BEGIN RECORDS PROVIDED

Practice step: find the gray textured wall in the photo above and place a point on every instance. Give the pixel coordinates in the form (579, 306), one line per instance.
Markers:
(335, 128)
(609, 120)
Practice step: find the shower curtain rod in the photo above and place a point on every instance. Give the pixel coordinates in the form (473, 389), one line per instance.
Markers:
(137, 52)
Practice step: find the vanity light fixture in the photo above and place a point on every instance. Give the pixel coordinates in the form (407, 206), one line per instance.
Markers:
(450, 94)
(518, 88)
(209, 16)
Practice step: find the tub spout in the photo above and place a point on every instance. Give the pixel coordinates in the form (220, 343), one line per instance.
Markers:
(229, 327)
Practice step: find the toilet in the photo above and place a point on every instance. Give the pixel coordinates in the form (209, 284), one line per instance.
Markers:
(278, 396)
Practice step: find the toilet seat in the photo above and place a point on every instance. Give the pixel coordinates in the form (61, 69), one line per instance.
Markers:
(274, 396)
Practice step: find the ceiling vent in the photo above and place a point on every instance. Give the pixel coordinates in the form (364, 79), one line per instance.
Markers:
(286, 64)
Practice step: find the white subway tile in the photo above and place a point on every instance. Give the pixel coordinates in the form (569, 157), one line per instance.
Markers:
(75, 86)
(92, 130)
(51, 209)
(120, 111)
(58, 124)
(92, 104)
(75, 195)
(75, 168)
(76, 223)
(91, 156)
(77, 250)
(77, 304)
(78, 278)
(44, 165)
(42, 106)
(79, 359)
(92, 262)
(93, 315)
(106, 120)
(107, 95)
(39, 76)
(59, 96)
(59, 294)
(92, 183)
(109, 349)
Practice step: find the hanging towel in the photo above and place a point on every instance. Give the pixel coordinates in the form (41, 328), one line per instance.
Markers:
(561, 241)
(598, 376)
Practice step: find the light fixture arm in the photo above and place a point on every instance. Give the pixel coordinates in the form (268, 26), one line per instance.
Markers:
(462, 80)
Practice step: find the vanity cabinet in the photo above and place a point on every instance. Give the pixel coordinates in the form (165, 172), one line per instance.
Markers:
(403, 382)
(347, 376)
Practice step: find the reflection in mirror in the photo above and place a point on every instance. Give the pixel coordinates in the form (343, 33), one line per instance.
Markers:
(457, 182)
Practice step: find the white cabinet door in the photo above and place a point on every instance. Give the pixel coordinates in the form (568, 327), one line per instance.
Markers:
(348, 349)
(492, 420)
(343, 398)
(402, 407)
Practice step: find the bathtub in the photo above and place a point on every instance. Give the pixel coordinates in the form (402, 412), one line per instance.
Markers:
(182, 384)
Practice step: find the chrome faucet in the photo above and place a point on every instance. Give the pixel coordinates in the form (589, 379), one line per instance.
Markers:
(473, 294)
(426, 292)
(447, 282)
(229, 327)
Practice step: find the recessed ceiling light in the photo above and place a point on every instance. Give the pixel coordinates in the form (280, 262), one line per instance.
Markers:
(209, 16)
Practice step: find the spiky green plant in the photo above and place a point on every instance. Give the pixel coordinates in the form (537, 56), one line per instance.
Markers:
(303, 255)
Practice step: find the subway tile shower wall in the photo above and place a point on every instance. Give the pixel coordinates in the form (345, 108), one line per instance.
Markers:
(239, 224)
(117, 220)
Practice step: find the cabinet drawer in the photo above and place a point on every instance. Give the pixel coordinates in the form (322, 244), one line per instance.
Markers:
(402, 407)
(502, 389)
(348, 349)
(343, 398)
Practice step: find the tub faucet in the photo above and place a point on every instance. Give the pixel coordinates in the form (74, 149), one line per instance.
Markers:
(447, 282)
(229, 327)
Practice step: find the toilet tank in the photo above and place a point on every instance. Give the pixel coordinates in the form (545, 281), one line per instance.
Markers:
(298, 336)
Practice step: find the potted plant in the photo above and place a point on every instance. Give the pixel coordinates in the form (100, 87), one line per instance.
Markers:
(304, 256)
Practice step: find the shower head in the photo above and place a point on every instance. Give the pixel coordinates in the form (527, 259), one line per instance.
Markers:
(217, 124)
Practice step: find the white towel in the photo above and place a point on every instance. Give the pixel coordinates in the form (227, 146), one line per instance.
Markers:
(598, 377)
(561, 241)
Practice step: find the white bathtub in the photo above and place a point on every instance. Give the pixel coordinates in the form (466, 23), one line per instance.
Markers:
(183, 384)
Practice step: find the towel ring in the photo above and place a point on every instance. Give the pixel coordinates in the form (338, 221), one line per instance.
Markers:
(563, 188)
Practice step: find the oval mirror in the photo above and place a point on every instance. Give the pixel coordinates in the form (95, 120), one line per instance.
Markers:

END RECORDS PROVIDED

> _SHORT EXERCISE_: Begin with the line that contains "Practice step: find the white bathtub" and end with the last line of the records; set down every line in that span exactly, and nothing else.

> _ANSWER TO THIS TASK_:
Practice step: find the white bathtub in the photo above and place a point on every instance. Give the pixel coordinates in the form (466, 23), one line per instance.
Markers:
(183, 384)
Practice step: find the towel ring in the photo above and place a point on every instance. Give the pixel coordinates in the form (338, 221), one line per instance.
Markers:
(563, 188)
Practice step: find the oval mirror in the photo above and place a point on every instance. Give the pixel coordinates in the form (95, 120), one line per instance.
Markers:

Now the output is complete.